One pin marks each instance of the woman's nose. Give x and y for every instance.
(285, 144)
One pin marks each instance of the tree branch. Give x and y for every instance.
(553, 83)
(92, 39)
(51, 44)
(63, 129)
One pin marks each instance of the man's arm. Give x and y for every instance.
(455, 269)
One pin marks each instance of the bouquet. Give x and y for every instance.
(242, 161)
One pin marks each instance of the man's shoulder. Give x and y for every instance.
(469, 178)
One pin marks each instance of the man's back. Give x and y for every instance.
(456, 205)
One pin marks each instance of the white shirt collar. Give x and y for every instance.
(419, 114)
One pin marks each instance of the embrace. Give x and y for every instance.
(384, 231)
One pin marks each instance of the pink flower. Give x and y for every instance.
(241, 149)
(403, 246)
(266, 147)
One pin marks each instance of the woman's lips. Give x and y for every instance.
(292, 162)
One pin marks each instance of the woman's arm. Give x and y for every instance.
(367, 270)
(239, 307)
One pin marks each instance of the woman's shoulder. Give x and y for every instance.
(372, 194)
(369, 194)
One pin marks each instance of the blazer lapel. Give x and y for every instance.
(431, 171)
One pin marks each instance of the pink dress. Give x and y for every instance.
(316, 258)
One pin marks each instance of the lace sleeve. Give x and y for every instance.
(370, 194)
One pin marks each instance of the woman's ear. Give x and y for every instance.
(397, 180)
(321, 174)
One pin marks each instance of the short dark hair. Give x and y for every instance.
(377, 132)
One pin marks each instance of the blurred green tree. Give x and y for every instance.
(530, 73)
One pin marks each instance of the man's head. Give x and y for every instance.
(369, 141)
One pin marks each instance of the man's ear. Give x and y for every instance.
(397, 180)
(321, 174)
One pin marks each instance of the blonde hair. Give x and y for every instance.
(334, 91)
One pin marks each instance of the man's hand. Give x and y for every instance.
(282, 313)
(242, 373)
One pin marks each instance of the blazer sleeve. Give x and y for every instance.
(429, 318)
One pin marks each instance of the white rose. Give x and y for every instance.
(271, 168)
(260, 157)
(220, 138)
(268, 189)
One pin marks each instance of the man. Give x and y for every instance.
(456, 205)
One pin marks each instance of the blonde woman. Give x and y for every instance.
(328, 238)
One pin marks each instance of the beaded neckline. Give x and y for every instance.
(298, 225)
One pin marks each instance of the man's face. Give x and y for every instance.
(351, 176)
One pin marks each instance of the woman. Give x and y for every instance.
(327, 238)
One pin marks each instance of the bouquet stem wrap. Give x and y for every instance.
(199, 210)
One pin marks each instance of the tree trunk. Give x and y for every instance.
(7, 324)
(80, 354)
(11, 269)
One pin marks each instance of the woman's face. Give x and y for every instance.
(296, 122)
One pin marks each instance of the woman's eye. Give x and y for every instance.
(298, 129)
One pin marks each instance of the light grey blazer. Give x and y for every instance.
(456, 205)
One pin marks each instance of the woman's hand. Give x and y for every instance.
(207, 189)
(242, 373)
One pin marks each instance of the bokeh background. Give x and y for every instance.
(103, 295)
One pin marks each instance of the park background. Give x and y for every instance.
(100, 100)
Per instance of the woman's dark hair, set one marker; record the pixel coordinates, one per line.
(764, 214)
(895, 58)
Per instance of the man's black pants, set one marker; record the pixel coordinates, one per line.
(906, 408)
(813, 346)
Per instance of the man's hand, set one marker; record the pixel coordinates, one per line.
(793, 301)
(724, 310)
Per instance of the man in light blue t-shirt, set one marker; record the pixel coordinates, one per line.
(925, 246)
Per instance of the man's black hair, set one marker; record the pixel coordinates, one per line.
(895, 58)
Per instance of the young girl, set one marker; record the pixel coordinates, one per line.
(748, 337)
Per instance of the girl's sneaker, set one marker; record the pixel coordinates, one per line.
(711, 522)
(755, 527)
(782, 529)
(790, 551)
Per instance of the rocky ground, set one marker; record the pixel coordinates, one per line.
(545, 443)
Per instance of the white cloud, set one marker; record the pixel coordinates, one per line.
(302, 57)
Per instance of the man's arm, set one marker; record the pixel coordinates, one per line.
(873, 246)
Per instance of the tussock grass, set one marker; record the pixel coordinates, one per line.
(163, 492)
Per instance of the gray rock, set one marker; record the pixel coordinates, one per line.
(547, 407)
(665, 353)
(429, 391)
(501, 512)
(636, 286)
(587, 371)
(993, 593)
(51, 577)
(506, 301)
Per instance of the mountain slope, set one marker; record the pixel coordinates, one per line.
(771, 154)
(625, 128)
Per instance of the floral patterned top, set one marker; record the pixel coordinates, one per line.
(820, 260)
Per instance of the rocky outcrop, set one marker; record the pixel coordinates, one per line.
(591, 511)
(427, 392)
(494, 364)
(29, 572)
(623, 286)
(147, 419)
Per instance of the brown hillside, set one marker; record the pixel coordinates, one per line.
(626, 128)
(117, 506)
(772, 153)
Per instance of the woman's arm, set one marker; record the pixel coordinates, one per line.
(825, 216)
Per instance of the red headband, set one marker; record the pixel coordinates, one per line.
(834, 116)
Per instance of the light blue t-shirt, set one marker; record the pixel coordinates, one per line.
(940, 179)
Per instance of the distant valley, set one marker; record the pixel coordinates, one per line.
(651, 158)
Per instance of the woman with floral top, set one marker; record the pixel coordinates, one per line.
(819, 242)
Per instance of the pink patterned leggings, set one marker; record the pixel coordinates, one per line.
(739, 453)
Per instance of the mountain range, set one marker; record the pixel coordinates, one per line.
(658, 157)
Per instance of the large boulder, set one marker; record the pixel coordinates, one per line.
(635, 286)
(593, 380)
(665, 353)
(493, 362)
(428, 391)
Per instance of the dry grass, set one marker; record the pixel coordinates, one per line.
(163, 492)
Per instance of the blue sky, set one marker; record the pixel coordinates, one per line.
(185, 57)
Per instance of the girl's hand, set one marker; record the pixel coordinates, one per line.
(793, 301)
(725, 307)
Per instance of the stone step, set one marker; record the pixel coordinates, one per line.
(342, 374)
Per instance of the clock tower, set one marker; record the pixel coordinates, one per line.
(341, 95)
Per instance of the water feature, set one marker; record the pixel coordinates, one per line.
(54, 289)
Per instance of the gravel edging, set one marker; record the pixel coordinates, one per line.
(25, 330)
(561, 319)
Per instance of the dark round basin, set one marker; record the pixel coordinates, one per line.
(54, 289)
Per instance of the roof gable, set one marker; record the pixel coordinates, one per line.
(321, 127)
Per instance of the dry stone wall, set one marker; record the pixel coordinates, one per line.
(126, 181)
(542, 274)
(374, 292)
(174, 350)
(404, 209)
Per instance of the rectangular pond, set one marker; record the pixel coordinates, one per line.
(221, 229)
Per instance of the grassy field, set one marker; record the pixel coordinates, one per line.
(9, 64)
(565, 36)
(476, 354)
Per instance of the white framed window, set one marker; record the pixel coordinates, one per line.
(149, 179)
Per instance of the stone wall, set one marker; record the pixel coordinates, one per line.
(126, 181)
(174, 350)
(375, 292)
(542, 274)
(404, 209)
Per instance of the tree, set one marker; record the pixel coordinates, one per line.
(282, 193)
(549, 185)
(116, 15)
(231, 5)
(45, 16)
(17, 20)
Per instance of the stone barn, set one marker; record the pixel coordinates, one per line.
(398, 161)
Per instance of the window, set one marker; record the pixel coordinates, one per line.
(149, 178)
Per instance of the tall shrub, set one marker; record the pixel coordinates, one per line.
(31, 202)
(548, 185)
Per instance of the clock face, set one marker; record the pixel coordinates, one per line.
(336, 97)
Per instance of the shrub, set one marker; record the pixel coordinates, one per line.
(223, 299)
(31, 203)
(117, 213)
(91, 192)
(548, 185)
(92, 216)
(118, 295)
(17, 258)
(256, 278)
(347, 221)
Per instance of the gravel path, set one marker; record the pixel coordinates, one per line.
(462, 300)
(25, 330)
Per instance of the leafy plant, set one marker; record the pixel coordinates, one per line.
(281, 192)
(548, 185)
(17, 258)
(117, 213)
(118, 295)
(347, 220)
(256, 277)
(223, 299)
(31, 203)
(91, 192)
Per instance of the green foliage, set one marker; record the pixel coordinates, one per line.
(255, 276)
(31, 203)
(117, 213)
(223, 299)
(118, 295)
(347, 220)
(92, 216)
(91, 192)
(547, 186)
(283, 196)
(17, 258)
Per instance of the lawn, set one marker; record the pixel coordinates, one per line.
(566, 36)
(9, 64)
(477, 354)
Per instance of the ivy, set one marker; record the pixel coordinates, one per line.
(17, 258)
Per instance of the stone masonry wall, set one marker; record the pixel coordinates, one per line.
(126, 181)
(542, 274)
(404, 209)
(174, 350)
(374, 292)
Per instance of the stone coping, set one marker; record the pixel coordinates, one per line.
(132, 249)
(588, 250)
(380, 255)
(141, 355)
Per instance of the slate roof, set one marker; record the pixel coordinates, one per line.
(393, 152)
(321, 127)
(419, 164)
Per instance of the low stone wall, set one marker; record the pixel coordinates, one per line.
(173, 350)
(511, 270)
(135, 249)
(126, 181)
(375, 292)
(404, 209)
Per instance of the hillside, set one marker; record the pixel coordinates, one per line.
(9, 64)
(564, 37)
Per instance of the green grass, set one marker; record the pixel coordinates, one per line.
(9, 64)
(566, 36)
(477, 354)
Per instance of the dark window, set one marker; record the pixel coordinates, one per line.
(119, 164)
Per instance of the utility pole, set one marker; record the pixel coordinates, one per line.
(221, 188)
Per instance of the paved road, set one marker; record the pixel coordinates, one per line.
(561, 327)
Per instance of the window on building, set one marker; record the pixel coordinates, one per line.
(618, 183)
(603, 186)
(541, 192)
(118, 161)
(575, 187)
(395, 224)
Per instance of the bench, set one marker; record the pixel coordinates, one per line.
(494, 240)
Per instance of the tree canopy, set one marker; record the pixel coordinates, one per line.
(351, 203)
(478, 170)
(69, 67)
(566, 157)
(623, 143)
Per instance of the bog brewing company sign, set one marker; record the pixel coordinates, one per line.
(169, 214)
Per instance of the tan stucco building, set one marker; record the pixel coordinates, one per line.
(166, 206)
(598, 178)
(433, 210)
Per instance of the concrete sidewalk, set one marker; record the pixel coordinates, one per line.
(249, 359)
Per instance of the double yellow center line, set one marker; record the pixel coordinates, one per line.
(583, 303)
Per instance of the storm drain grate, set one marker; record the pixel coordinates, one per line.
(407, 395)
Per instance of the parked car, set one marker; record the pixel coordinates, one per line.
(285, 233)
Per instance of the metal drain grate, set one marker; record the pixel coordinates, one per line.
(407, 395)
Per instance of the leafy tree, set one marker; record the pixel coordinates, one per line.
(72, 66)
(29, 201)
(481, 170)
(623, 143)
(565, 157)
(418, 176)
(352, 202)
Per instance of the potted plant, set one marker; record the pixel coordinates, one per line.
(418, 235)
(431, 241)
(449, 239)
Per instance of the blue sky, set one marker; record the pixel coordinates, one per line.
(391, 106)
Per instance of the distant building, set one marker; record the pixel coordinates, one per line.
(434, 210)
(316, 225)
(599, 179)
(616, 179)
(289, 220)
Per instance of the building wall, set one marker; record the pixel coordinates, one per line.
···
• What you are asked to do
Nothing but the lines from the one holding "Per instance of the distant building, set" through the end of the listing above should appear, each exactly as given.

• Answer for this exercise
Per instance of the distant building, set one marker; record the pixel coordinates, one per line.
(434, 210)
(316, 225)
(599, 179)
(616, 179)
(289, 220)
Per instance of the building wall, set one marker; record the pixel coordinates, one per line.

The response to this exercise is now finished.